◆ WORK REQUIRED:
Can you reproduce every row below verbatim, leaving out the pictures?

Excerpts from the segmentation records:
— Start —

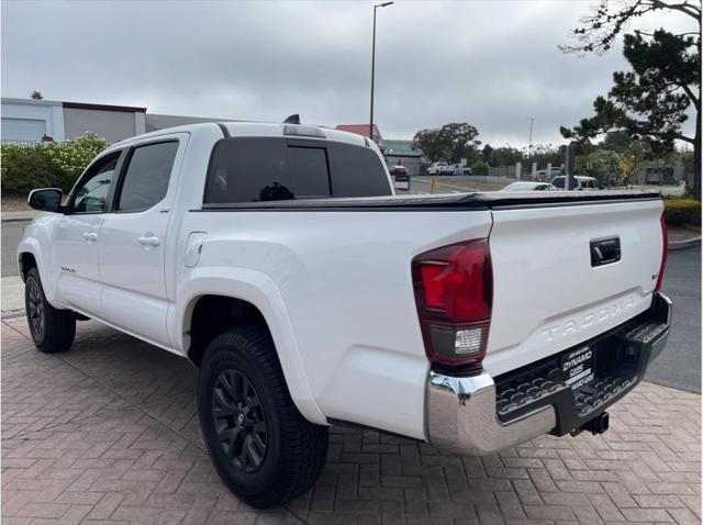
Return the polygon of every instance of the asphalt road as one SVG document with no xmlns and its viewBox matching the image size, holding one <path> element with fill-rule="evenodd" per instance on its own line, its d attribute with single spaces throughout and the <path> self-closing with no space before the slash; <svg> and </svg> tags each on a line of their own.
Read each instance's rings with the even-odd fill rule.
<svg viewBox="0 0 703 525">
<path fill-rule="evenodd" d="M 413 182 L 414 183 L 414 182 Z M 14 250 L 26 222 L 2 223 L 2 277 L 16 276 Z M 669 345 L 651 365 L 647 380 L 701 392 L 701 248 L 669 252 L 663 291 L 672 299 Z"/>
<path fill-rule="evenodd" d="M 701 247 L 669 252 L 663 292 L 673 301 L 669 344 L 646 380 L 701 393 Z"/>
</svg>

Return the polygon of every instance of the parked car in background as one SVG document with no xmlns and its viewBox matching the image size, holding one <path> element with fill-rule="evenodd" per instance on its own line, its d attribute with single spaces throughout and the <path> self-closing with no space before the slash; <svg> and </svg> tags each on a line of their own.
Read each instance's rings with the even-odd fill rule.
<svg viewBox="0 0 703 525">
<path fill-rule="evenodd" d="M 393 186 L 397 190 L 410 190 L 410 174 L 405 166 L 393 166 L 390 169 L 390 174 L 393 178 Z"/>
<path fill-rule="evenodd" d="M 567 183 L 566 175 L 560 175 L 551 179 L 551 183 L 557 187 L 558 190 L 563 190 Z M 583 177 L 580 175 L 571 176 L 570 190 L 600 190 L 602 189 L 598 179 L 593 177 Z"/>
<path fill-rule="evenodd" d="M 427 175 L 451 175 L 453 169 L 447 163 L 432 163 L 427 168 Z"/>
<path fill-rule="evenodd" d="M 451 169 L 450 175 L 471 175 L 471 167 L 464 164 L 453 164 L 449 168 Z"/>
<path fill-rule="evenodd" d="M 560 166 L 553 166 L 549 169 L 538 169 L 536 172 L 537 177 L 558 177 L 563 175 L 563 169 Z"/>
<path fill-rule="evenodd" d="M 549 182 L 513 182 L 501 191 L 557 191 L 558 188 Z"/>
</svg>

— End —

◆ RESPONSE TO THIS TASK:
Return the polygon of every instance of the asphalt road as one SVG document with no xmlns and its viewBox matching the image size, holding one <path> element with fill-rule="evenodd" per instance on its own line, its d attribute with single spaces throughout and the <path> self-closing with no space before the slash; <svg> and </svg> tags each on a line of their own.
Read each instance's rings with the even-odd fill rule.
<svg viewBox="0 0 703 525">
<path fill-rule="evenodd" d="M 413 182 L 414 183 L 414 182 Z M 14 250 L 26 222 L 2 223 L 2 277 L 16 276 Z M 669 345 L 651 365 L 647 380 L 701 392 L 701 248 L 669 252 L 663 291 L 672 299 Z"/>
<path fill-rule="evenodd" d="M 701 247 L 669 252 L 663 292 L 673 301 L 669 344 L 646 380 L 701 393 Z"/>
</svg>

Return the polygon of every instance of the parked car in background as one SVG document with no xmlns and its viewBox matching the image size, holding one <path> element with fill-rule="evenodd" per instance on its own line, its d attribute with single spaces throughout and the <path> self-closing with no space before the slash; <svg> and </svg> tags each on a line of their own.
Read each instance's rings with the even-odd fill rule.
<svg viewBox="0 0 703 525">
<path fill-rule="evenodd" d="M 393 186 L 397 190 L 410 190 L 410 174 L 405 166 L 393 166 L 390 169 L 390 174 L 393 178 Z"/>
<path fill-rule="evenodd" d="M 567 183 L 566 175 L 560 175 L 551 179 L 551 183 L 557 187 L 558 190 L 563 190 Z M 583 177 L 580 175 L 571 176 L 570 190 L 600 190 L 602 189 L 598 179 L 593 177 Z"/>
<path fill-rule="evenodd" d="M 427 175 L 451 175 L 453 169 L 447 163 L 432 163 L 427 168 Z"/>
<path fill-rule="evenodd" d="M 451 169 L 450 175 L 471 175 L 471 167 L 464 164 L 453 164 L 449 168 Z"/>
<path fill-rule="evenodd" d="M 560 166 L 553 166 L 549 169 L 538 169 L 536 172 L 537 177 L 558 177 L 563 175 L 563 169 Z"/>
<path fill-rule="evenodd" d="M 549 182 L 513 182 L 501 191 L 557 191 L 558 188 Z"/>
</svg>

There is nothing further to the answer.